[RECORDS SUPPLIED]

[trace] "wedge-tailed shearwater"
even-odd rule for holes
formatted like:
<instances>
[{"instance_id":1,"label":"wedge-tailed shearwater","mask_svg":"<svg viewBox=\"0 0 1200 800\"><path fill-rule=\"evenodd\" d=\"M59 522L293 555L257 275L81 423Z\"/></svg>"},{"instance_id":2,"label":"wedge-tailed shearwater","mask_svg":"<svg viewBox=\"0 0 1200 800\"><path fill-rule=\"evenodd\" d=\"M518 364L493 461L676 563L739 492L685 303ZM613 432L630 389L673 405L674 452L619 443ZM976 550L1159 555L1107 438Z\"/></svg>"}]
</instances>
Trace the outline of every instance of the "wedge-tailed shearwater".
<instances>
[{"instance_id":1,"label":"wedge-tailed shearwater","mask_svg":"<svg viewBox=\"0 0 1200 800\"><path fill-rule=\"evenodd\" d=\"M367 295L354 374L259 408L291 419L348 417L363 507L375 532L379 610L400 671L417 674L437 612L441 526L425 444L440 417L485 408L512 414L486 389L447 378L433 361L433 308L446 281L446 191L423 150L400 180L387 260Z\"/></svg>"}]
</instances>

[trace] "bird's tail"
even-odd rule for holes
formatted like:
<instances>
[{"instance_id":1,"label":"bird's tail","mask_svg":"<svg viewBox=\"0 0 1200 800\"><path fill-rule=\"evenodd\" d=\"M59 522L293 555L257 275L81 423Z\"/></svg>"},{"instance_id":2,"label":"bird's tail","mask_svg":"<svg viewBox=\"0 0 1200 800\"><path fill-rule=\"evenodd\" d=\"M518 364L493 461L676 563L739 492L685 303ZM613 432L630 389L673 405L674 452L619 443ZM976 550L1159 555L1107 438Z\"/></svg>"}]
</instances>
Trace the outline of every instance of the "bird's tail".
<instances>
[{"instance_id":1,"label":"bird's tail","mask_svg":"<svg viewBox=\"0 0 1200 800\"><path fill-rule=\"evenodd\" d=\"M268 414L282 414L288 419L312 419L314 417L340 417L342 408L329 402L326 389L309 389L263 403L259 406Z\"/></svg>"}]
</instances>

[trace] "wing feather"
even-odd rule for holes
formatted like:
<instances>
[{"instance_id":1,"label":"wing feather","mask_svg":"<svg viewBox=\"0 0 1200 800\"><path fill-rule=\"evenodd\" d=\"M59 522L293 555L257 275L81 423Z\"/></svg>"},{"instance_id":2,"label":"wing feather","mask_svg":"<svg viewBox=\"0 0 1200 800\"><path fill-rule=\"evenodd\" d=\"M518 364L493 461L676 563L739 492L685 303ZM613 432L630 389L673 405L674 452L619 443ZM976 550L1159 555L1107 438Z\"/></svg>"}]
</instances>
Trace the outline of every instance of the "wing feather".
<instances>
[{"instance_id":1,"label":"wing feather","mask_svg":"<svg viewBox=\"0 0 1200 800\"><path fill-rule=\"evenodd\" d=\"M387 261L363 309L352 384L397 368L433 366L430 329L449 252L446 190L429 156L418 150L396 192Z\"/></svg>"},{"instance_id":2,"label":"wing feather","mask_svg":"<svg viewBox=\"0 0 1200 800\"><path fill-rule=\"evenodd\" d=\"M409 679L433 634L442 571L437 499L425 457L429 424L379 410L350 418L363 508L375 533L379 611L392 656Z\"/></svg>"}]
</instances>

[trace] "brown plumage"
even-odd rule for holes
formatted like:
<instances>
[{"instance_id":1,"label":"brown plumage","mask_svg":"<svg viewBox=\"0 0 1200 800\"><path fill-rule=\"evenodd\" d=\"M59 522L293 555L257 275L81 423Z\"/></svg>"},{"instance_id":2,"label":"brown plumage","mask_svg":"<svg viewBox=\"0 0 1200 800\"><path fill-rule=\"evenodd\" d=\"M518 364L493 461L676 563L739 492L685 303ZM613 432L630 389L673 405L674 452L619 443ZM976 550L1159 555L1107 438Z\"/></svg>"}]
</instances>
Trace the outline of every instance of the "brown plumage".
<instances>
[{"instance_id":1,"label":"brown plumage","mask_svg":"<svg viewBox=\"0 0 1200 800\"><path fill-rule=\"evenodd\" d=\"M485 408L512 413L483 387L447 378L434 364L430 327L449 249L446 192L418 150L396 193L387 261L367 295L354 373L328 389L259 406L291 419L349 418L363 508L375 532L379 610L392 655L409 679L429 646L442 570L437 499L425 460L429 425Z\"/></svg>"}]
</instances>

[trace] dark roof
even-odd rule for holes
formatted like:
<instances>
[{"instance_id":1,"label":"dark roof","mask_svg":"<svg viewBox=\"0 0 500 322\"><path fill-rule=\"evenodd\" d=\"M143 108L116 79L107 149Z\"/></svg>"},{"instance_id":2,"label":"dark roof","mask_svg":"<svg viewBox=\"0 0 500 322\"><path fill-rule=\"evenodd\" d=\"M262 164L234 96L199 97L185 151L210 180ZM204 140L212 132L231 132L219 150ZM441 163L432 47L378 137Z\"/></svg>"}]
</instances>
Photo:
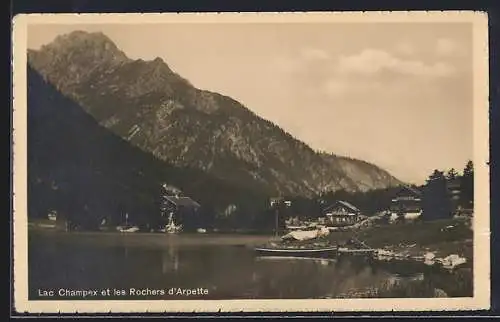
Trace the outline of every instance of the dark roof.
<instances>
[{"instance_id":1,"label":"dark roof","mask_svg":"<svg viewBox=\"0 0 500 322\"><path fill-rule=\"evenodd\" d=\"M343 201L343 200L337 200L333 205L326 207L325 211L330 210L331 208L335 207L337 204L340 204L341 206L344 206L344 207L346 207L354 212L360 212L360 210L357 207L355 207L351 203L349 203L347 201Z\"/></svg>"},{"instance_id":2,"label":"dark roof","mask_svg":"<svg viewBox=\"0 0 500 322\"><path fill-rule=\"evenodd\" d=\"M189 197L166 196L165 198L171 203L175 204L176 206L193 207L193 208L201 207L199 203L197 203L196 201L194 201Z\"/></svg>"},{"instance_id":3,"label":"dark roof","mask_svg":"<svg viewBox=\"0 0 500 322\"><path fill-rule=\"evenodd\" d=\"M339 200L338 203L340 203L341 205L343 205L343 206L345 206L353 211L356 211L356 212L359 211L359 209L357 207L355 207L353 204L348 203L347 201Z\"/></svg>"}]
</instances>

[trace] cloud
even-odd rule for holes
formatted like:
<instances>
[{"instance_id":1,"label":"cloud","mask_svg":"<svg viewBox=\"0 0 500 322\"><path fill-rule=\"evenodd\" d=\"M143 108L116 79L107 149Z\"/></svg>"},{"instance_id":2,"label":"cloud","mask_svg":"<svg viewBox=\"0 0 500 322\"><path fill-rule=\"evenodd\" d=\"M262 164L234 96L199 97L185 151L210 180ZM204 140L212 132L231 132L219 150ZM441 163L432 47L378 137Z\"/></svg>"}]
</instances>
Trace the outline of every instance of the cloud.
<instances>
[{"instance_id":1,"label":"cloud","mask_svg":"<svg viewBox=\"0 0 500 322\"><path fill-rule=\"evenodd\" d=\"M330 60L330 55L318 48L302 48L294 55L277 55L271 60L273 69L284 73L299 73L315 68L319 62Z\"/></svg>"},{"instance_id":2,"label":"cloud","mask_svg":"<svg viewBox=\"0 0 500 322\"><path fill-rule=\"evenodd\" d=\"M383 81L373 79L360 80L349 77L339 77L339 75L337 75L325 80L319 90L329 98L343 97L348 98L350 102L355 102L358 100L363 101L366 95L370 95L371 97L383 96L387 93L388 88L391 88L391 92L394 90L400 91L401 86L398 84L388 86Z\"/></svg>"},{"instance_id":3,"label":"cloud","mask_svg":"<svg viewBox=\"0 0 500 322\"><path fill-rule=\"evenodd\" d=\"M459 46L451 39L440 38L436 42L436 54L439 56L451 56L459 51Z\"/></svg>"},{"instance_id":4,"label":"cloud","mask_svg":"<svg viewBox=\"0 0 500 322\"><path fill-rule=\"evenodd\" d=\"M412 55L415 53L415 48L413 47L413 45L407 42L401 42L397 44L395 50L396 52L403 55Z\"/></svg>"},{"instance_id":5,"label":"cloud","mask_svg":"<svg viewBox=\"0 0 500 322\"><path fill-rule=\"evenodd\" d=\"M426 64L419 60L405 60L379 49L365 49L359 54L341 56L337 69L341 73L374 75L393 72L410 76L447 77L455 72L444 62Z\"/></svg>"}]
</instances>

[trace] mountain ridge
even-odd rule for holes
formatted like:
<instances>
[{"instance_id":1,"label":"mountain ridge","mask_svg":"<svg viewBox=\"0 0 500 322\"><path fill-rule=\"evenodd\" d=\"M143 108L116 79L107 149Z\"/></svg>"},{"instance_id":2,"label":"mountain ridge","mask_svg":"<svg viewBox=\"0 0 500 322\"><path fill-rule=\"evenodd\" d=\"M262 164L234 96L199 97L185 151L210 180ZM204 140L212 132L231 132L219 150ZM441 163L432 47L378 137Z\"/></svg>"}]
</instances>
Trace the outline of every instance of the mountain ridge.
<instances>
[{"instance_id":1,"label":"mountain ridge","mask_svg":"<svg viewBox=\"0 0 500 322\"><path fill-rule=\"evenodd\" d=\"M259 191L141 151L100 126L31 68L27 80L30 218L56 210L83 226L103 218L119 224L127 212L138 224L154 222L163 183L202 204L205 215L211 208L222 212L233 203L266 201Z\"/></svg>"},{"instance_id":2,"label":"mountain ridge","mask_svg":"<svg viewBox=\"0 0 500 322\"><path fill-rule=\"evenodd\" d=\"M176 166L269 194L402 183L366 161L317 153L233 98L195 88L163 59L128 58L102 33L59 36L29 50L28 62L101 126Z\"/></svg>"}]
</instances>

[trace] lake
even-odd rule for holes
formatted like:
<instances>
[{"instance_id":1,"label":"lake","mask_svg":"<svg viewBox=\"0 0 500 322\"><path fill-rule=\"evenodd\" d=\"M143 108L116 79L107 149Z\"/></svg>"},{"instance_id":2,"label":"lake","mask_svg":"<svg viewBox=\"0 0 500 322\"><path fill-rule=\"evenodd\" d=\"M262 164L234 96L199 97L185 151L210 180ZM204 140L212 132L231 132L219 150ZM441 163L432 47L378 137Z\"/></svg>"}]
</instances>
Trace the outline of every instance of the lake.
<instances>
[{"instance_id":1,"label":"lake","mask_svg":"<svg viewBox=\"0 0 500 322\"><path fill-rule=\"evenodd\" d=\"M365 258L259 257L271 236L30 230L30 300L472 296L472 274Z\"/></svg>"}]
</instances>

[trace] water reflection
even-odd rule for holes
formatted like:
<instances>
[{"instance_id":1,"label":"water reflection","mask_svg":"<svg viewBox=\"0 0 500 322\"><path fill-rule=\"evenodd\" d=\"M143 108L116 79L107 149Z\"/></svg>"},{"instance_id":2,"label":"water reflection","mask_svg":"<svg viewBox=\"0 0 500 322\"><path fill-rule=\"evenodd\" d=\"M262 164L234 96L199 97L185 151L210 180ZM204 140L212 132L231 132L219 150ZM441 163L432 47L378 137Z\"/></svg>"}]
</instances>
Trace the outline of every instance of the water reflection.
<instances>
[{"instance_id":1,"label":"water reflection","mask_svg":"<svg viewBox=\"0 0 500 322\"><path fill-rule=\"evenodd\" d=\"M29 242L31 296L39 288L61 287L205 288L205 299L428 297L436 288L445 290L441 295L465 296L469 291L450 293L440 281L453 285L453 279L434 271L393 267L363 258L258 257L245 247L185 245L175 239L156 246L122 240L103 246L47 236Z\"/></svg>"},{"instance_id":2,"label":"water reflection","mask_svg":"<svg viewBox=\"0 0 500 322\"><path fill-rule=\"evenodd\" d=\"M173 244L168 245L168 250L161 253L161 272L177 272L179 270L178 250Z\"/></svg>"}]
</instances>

[/RECORDS SUPPLIED]

Nothing but the lines from the one containing "[trace] lake" through the last line of the data above should be given again, each exactly as it stands.

## RESPONSE AREA
[trace] lake
even-odd rule for holes
formatted like:
<instances>
[{"instance_id":1,"label":"lake","mask_svg":"<svg viewBox=\"0 0 500 322\"><path fill-rule=\"evenodd\" d=\"M143 108L116 79L107 149Z\"/></svg>"},{"instance_id":2,"label":"lake","mask_svg":"<svg viewBox=\"0 0 500 322\"><path fill-rule=\"evenodd\" d=\"M262 164L234 96L199 97L185 151L210 180ZM204 140L212 132L231 132L219 150ZM441 163L432 47L378 137Z\"/></svg>"}]
</instances>
Trace the outline of every instance of the lake.
<instances>
[{"instance_id":1,"label":"lake","mask_svg":"<svg viewBox=\"0 0 500 322\"><path fill-rule=\"evenodd\" d=\"M365 258L259 257L271 236L30 230L30 300L472 296L472 274Z\"/></svg>"}]
</instances>

[trace] water reflection
even-odd rule for holes
formatted like:
<instances>
[{"instance_id":1,"label":"water reflection","mask_svg":"<svg viewBox=\"0 0 500 322\"><path fill-rule=\"evenodd\" d=\"M143 108L116 79L107 149Z\"/></svg>"},{"instance_id":2,"label":"water reflection","mask_svg":"<svg viewBox=\"0 0 500 322\"><path fill-rule=\"evenodd\" d=\"M262 164L234 96L199 97L185 151L210 180ZM204 140L212 132L231 132L219 150ZM441 163L432 47L378 137Z\"/></svg>"}]
</instances>
Trace the outline of every instance of the water reflection.
<instances>
[{"instance_id":1,"label":"water reflection","mask_svg":"<svg viewBox=\"0 0 500 322\"><path fill-rule=\"evenodd\" d=\"M29 242L31 296L39 288L61 287L205 288L205 299L428 297L436 288L445 290L441 295L465 296L469 291L450 293L440 281L453 285L453 279L434 271L393 267L363 258L258 257L245 247L185 245L175 239L156 246L122 240L103 246L47 236Z\"/></svg>"},{"instance_id":2,"label":"water reflection","mask_svg":"<svg viewBox=\"0 0 500 322\"><path fill-rule=\"evenodd\" d=\"M173 244L168 245L168 250L161 253L161 272L177 272L179 270L178 250Z\"/></svg>"}]
</instances>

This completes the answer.